### What the task requires:
Lines of the data that contain the word "roof" are the ones to copy.

━━━ Material provided ━━━

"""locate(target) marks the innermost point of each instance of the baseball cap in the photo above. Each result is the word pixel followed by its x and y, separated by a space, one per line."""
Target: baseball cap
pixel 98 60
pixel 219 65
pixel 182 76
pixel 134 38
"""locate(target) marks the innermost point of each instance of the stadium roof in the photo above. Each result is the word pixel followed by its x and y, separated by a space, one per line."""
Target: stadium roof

━━━

### Expected output:
"""locate(target) marks the innermost point of each instance of the stadium roof in the photo above. Each result is the word pixel followed by its x and y, separated by a space, one per line."""
Target: stadium roof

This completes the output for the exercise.